__Work to be completed__:
Write the material out again in full, exactly.

(Excerpts of location labeling data)
____________________
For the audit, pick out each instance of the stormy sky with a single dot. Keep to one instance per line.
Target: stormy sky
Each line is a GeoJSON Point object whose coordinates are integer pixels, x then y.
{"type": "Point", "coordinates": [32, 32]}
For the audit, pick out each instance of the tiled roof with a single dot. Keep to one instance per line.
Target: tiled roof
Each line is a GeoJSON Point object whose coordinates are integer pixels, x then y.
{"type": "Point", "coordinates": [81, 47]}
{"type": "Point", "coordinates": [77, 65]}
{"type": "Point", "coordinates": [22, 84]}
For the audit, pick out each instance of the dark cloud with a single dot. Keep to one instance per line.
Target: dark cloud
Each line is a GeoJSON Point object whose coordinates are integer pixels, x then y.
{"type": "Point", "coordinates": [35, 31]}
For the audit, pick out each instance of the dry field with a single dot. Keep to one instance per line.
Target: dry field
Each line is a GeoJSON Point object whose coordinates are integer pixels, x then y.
____________________
__Solution__:
For the audit, pick out each instance of the stormy sky with a single dot. Keep to one instance per line.
Target: stormy sky
Each line is a GeoJSON Point object whose coordinates are integer pixels, x then y.
{"type": "Point", "coordinates": [32, 32]}
For the audit, pick out each instance of the tiled roof with a single dot. Keep to one instance per line.
Target: tiled roof
Each line is a GeoJSON Point object whose coordinates are integer pixels, x then y.
{"type": "Point", "coordinates": [81, 47]}
{"type": "Point", "coordinates": [77, 65]}
{"type": "Point", "coordinates": [22, 84]}
For the audit, pick out each instance of the dark cloud with a single dot. Keep to one instance per line.
Target: dark cloud
Each line is a GeoJSON Point object whose coordinates are integer pixels, x then y.
{"type": "Point", "coordinates": [35, 31]}
For the audit, pick out each instance of the dry field with a single dot. Keep to one instance per line.
Target: dry field
Each line is a GeoJSON Point object whose coordinates are integer pixels, x then y.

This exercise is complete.